I'm scared about many different things; different concepts and aspects of life, simple and complex. But something I'm most scared about is myself. I'm scared about what people think of me... if they see me as something I don't want to be seen as:

Weird. Odd. Ungrateful. A bother.

I'm scared that I will be shamed of who I choose to love. I'm scared that people will see the dark side of me... the side even I wish I didn't see. I'm scared that I won't make it, that all of my hard work is meaningless, or that I'm not working hard enough... Failure. I'm scared of failure.

I'm scared of what my future holds, whether that is because of the mystery or danger of the idea, I'm not sure.

But then again... isn't everybody scared?
Doesn't everyone hold fear and anxiety?
Isn't there something more than just fear?
Well, of course. And because of that... there is a little something called Hope.

Hope. An expectation, a gut feeling, that something good will happen. The light at the end of the tunnel. The truth is, everybody is scared of themselves. So then why go through your fear alone when help and love is right there in front of you? I promise you that there is. Why bear fear in solitarily when you can find other people to relate to, and other people relating to you? Why forget that there is more to life than just fear? I'm telling you, there is more to life than fear.

You know what?

Why should I be scared of who I choose to love? I'm questioning this because, around the right people, love is the most beautiful part of life. Why should I be nervous about what other people think of me when I should think of myself? I shouldn't fill my mind with toxic people, that's wasted space in my brain! Space I could use thinking about puppies. Besides, what I believe people think about me probably isn't even true, I'm very prone to overthinking. So yes, I am weird. I am different. I can be strange. But I am Me.

The future alters depending on your outlook of it. If you let the uncertainty of the mystery get to you, you can't get all that far. But if you look at that mystery as an adventure, as YOUR adventure; if you look at it as a way to make a change and help both yourself and the world, you can get just about anywhere. Every little bit you do makes a difference, every bit of work and effort you put into something is meaningful, is worth it.

We are worth it. You are worth it.

I believe in you with all of my heart. So yes, we all have fear. But fear is something we can overcome. Something you can overcome.

====================

Answer these questions about the essay on fear and hope:
1. What four things does the writer fear being seen as?
2. How does the essay define hope?
3. What does the writer say they could think about instead of toxic people?
The records have no connection to the text.

> Dataset entries
====================

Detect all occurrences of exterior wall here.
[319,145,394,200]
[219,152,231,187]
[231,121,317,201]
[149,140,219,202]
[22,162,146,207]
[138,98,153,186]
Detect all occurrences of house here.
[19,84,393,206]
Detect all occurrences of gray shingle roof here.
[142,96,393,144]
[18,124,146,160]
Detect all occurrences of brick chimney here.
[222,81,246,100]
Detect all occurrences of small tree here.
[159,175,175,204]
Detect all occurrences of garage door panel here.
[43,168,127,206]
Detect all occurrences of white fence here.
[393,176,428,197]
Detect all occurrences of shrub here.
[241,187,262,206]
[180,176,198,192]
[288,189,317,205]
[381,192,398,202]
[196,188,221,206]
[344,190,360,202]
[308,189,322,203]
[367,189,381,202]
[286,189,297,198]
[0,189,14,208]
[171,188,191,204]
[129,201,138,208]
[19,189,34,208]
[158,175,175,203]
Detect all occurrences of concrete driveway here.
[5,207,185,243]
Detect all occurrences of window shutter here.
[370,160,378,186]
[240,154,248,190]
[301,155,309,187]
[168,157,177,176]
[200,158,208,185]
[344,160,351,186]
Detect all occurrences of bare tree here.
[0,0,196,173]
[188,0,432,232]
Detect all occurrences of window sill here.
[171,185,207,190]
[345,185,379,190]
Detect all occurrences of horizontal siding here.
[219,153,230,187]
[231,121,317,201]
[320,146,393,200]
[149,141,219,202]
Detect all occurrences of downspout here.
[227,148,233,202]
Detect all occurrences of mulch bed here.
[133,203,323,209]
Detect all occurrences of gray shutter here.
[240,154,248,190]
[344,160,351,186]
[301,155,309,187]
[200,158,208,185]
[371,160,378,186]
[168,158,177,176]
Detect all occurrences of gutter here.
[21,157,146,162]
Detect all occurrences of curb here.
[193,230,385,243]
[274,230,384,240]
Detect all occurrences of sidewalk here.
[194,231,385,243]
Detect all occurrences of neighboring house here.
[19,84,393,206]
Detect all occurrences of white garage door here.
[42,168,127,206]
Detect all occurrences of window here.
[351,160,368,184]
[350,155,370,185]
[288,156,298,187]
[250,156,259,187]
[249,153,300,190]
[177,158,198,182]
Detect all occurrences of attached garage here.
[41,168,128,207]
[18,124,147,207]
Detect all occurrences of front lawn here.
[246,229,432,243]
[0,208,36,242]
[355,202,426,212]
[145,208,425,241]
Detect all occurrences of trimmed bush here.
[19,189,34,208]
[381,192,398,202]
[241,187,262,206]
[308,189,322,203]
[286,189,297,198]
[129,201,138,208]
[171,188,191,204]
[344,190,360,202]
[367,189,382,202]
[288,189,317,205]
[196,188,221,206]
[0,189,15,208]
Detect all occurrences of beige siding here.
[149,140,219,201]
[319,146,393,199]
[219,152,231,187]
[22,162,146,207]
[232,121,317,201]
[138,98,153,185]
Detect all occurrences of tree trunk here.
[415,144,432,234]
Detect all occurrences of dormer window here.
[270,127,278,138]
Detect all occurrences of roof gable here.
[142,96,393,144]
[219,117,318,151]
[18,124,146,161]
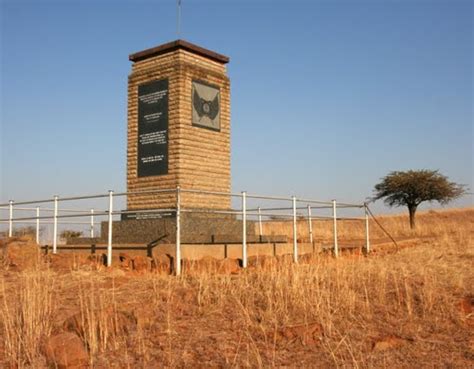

====================

> Answer to this problem
1. Weird, odd, ungrateful, and a bother.
2. An expectation, a gut feeling, that something good will happen.
3. Puppies.